* The task
Continue the article about calls for an inquiry into the awarding of Covid contracts, beginning immediately after its final sentence.

* Text passage
--- START ---

Calls for an inquiry into the awarding of Covid contracts
It may be that in times of absolute crisis, many consider that the ends can somehow justify the means, but for others there is increasing concern that the issue of government “cronyism” in awarding Covid-19 contracts has failed to provoke public and even mainstream media outrage. Health Secretary Matt Hancock refused to apologise after a High Court judge ruled he had acted unlawfully in failing to publish billions of pounds’ worth of contracts “in accordance with the transparency policy.”
In a TV interview with Andrew Marr, Hancock, when asked if he would like to say sorry, sidestepped the question, saying instead that the issue was merely a technical one over the lateness of the publication of contracts. The awarding of lucrative contracts to friends and associates has been an issue since early in the pandemic, with repeated claims that companies with close government contacts were far more likely to land lucrative deals.
An ex-neighbour of Hancock’s, Alex Bourne, was given a £30 million contract producing Covid vials, despite having no experience in the field, after initially offering his services in a personal WhatsApp message to the health secretary. Other individuals with connections to Hancock have also received Covid-linked contracts, including a family friend who was awarded a £14.4 million deal for the supply of personal protective equipment (PPE).

--- END ---

* Source material

--- START ---

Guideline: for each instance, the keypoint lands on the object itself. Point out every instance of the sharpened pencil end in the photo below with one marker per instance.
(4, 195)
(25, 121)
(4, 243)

--- END ---

* Output of the task
But these are far from the only examples of those knowing, or supporting, the right people to getting the pandemic job. A company founded by Conservative Party donor, Sir Philip Hulme, has received more than £200 million worth of government contracts. Sir Philip remains a non-executive director and shareholder of the company, Computacenter. And Pickerings Hire Limited, a company owned by John Stuart Bloor and Bloor Holdings Limited, is another firm to receive a multi-million pound contract. Mr Bloor has donated more than £2.5 million to the Conservative Party since 2007.
The extensive list of personal connections and lucrative deals goes on, suggesting at the very least, a strong element of “cronyism,” or “chumocracy,” as it has also been termed. But opposition scrutiny remains limited, with even Labour leader Keir Starmer declining to call for the health secretary’s resignation following the High Court ruling. And calls for an inquiry have faded as the Government simply sits tight and carries on. But is that what the great British public actually wants?
What our surveys show
Regardless of what the majority of the mainstream press is saying, or not saying, it is clear from our survey that as far as the majority of the public is concerned, the Government’s policy of awarding fast-tracked PPE and other Covid-related contracts during the pandemic, has involved an element of corruption. Almost three-quarters, a startling 74%, answered a straight “Yes” to our first question, with just 18% saying “No” and only 8% saying they “Don’t know”. And those figures showed a high level of consistency across the age range groupings.
An almost equally high majority, 71%, believe there has been inadequate press coverage on the issue, with 24% saying that coverage has been sufficient, and just 5% answering that they don’t know. Interestingly, and despite the billions spent, there has been a dearth of surveys by the major polling companies on whether the public thinks corruption has been involved in the awarding of contracts.
Perhaps unsurprising then, that in our survey the percentage in favour of a public, independent inquiry into the matter was also high, at 61%, with 16% against the idea and quite a high number, 23%, said they don’t know.